## EXERCISE INPUTS

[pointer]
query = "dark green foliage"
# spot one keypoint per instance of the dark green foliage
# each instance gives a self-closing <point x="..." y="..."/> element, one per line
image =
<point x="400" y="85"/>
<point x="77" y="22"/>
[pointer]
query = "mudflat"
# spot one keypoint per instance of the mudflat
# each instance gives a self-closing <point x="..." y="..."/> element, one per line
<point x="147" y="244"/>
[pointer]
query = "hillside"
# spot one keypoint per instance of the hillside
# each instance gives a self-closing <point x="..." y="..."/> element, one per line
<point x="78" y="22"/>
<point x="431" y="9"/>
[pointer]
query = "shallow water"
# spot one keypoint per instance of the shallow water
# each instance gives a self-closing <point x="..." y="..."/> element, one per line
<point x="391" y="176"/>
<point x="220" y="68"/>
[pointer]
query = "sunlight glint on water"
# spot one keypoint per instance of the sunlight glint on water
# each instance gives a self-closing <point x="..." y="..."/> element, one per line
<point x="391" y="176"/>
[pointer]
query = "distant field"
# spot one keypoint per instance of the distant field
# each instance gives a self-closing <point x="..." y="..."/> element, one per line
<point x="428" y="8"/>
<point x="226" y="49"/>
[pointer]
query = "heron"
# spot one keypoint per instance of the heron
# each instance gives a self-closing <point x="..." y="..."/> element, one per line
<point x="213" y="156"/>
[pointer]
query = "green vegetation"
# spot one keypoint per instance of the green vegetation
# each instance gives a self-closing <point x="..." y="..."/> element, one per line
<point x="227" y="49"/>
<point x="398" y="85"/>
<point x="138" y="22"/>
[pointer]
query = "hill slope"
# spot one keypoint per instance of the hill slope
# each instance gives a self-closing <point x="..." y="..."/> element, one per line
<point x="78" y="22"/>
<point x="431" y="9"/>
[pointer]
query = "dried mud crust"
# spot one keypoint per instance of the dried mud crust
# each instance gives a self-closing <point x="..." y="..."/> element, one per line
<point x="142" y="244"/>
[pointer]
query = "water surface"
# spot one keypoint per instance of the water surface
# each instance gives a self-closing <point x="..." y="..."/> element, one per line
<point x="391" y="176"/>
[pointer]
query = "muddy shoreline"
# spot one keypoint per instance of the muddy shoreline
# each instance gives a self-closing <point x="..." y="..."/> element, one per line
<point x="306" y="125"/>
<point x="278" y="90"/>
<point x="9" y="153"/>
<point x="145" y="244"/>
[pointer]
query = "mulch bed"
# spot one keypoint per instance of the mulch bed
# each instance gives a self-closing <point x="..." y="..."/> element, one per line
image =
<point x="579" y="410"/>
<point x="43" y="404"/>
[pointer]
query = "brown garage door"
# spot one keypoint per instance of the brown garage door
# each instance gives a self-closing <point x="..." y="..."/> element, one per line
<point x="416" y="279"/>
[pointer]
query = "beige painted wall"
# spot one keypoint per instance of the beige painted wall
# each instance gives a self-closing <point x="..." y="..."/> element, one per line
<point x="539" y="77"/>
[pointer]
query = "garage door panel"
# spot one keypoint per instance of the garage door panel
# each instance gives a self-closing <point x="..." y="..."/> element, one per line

## ASSIGNED TASK
The records above are to be given again in full, exactly.

## TASK RESPONSE
[pointer]
query = "dark green foliage"
# spot one keypoint per instance of the dark green foliage
# each instance gives a self-closing <point x="..." y="..."/> element, one per line
image =
<point x="400" y="85"/>
<point x="77" y="22"/>
[pointer]
query = "mudflat"
# spot one keypoint per instance of the mudflat
# each instance gives a self-closing <point x="..." y="..."/> element, one per line
<point x="147" y="244"/>
[pointer]
query = "hillside"
# spot one keypoint per instance of the hillside
# each instance gives a self-closing <point x="..." y="..."/> element, one per line
<point x="78" y="22"/>
<point x="431" y="9"/>
[pointer]
query = "shallow water"
# spot one keypoint per instance of the shallow water
# each instance gives a self-closing <point x="..." y="..."/> element, one per line
<point x="391" y="176"/>
<point x="220" y="68"/>
[pointer]
query = "sunlight glint on water"
# spot one keypoint per instance of the sunlight glint on water
# each instance gives a self-closing <point x="..." y="..."/> element, one per line
<point x="391" y="176"/>
[pointer]
query = "distant field"
# spot one keypoint per instance of the distant field
# each instance gives a self-closing <point x="..." y="..."/> element, one per line
<point x="428" y="8"/>
<point x="226" y="49"/>
[pointer]
query = "heron"
# spot one keypoint per instance of the heron
# each instance gives a self-closing <point x="..." y="..."/> element, one per line
<point x="213" y="156"/>
[pointer]
query = "green vegetation"
# spot one keypoint per instance of the green vegetation
# each instance gives a self-closing <point x="..." y="..."/> element, one per line
<point x="227" y="49"/>
<point x="398" y="85"/>
<point x="138" y="22"/>
[pointer]
query = "hill slope"
# spot one keypoint per instance of the hill slope
# each instance gives a self-closing <point x="..." y="..."/> element, one per line
<point x="78" y="22"/>
<point x="431" y="9"/>
[pointer]
query = "dried mud crust"
# spot one keypoint per instance of the dried mud crust
# each instance gives a self-closing <point x="..." y="..."/> element, one per line
<point x="142" y="244"/>
[pointer]
query = "water surface"
# spot one keypoint per instance of the water surface
# each instance gives a self-closing <point x="..." y="..."/> element, one per line
<point x="391" y="176"/>
[pointer]
query = "muddy shoreline"
# spot one keypoint per instance of the muddy shoreline
# each instance gives a self-closing <point x="..." y="..."/> element, one per line
<point x="306" y="125"/>
<point x="278" y="90"/>
<point x="9" y="153"/>
<point x="145" y="244"/>
[pointer]
query = "mulch bed"
# spot one keypoint per instance of the mulch bed
# each instance gives a self-closing <point x="..." y="..."/> element, one per line
image =
<point x="579" y="410"/>
<point x="43" y="404"/>
[pointer]
query = "brown garage door"
# spot one keypoint per instance of the brown garage door
# each instance gives a self-closing <point x="..." y="..."/> element, one per line
<point x="416" y="279"/>
[pointer]
query = "beige painted wall"
# spot one keypoint per instance of the beige painted wall
# each instance gives a self-closing <point x="..." y="..."/> element, one per line
<point x="539" y="77"/>
[pointer]
query = "garage door panel"
# spot one keypoint per instance of the garage door panel
# each instance gives a self-closing <point x="..." y="..."/> element, one per line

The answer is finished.